TAREAS DEL EJERCICIO:
(a) Según el texto sobre La Femme du Gange, ¿por qué Duras nunca llegará a encontrar el mar de S. Thala por muchos planos que filme? Responde en una a tres oraciones.
(b) Enumera todas las fuentes que aparecen en las notas numeradas del (1) al (5) al final del texto sobre La Femme du Gange.
(c) De acuerdo con el texto sobre La Femme du Gange, ¿con qué novela inició Duras el ciclo al que intenta dar cierre con esa película?

SECCIÓN DE TEXTO:
====
El amor cierra el “ciclo indio” de Duras. El texto, que después retoma y reescribe para La Femme du Gange, describe el mar de S. Thala. Ella vio el mar de Trouville e imaginó un mar omnipresente, “una masa viscosa que bate, avanza y engulle, el mar de los orígenes”, (4) un mar que primero escribe. S. Thala, por supuesto, no existe fuera de las novelas de Duras. No importa cuántos planos filme de los charcos que deja la marea sobre la arena al retirarse, del batir de las olas, del cielo apagado al final del invierno, nunca llegará a encontrar el mar de S. Thala. Pero ese, claro, es el descubrimiento de la película. El viajero y los tres vagabundos de la playa caminan, en un momento del filme, en fila por la arena de la playa. La voz en off de una mujer nos habla del mar de S. Thala, “Hay luz, allí, sobre el mar”. En ese momento, quizás, llegamos a ver.

Finalizado el montaje de las imágenes, Duras inventa una segunda película. Hablará, de hecho, de dos películas distintas que componen La Femme du Gange. De un lado “la película de las imágenes” que vemos, del otro “la película de las voces” que oímos, sin más conexión que el haber sido inscritas sobre una misma tira de celuloide. En el prólogo que escribe para la edición del guion de La Femme du Gange, Duras explica que la segunda película, la de las voces “llegó de lejos, ¿de dónde? Se abalanzó sobre la imagen, penetró en su ámbito, se quedó allí.” (5) Nos advierte Duras de que estas voces no deberían ser enlazadas con la película de las imágenes, y, sin embargo, inevitablemente, una y otra terminan por tocarse. Casi de forma accidental lo que dicen las voces parece responder a lo que vemos en ese momento, como si solo por ser reproducidas en paralelo la película de las imágenes y la película de las voces fuese imposible que como espectadores no encontrásemos puntos de encuentro entre una y otra.

Es en ese momento de sincronización entre la imagen y las voces enunciadas desde el mismo lugar pero fuera de plano en el que alcanzamos a ver, ya sí, el mar de S. Thala. Duras lo ha escrito y nos muestra el escenario que le sirvió de inspiración, las vistas filmadas desde su apartamento. Solo en la película puede encontrarse la playa de Trouville con las voces que hablan desde S. Thala y entonces el círculo se cierra, el texto se reencuentra con la imagen original que lo había inspirado y aparece el mar. Con La Femme du Gange Duras intenta, por primera vez, dar un cierre al ciclo de novelas que inició con El arrebato de Lol V. Stein, “aplacar” de alguna manera a los fantasmas de Lol y Anne-Marie Stretter. La película es una brecha a la que se lanzan tres libros para ser destruidos, destruidos por otras tres películas. Aquí cesa la escritura. Después, está Calcuta.

 

© Alex Pena Morado, mayo de 2021

 

*Si te apetece conocer en profundidad más aspectos sobre el cine y la literatura de Marguerite Duras, te invitamos a escuchar el episodio #04 de Sombras Extravagantes a continuación:

(1) Thêatre I
(2) L’Express, 8 de mayo de 1958
(3) The Village Voice, 27 de junio de 1974.
(4) Laure Adler, Marguerite Duras, p. 421.
(5) Nathalie Granger / La mujer del Ganges, p. 131.
====
DATOS SIN PROCESAR:
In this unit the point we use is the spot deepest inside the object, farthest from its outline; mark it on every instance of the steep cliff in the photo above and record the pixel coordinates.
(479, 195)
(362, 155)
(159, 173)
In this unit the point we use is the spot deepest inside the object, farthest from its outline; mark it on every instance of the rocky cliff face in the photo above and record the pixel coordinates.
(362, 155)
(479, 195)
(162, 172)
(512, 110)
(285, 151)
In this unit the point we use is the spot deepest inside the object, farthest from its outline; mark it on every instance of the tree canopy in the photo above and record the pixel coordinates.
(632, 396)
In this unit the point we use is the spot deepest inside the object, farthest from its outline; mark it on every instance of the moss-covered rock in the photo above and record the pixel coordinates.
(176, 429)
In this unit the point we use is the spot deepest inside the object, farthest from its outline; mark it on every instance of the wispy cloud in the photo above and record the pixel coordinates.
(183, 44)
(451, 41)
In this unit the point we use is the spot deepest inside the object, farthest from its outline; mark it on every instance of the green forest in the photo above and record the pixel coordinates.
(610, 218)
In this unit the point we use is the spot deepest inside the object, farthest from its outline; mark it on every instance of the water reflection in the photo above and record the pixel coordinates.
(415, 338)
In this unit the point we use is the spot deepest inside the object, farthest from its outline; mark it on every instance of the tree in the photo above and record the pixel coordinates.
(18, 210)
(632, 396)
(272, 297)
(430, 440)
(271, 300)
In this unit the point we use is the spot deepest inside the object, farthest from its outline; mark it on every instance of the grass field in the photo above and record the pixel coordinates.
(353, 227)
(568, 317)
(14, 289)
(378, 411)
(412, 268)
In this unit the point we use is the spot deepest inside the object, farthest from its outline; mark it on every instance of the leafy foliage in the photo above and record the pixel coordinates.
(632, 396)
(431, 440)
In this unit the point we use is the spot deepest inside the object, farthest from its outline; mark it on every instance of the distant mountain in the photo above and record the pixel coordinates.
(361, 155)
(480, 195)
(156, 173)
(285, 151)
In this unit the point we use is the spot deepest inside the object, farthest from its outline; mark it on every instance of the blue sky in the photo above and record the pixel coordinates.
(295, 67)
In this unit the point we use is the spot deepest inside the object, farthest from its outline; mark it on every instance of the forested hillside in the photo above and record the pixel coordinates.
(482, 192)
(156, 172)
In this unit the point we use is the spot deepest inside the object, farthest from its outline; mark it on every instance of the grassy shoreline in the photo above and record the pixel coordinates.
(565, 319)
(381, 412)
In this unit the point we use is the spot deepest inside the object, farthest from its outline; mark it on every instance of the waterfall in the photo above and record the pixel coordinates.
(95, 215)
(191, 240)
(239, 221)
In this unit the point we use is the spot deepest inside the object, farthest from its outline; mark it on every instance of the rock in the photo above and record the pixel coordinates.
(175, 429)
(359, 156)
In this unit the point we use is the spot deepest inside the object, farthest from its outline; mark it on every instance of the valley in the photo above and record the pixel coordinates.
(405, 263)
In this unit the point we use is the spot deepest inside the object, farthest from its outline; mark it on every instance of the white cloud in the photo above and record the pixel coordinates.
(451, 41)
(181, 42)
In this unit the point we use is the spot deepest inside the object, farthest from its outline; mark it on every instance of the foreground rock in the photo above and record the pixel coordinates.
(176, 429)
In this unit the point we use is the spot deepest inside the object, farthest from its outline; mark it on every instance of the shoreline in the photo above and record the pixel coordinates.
====
RESPUESTAS ESCRITAS:
(a) S. Thala no existe fuera de las novelas de Duras. Por eso no lo encontrará, por muchos planos que filme de los charcos que deja la marea, del batir de las olas o del cielo apagado al final del invierno.

(b)
- Thêatre I
- L’Express, 8 de mayo de 1958
- The Village Voice, 27 de junio de 1974
- Laure Adler, Marguerite Duras, p. 421
- Nathalie Granger / La mujer del Ganges, p. 131

(c) Con El arrebato de Lol V. Stein.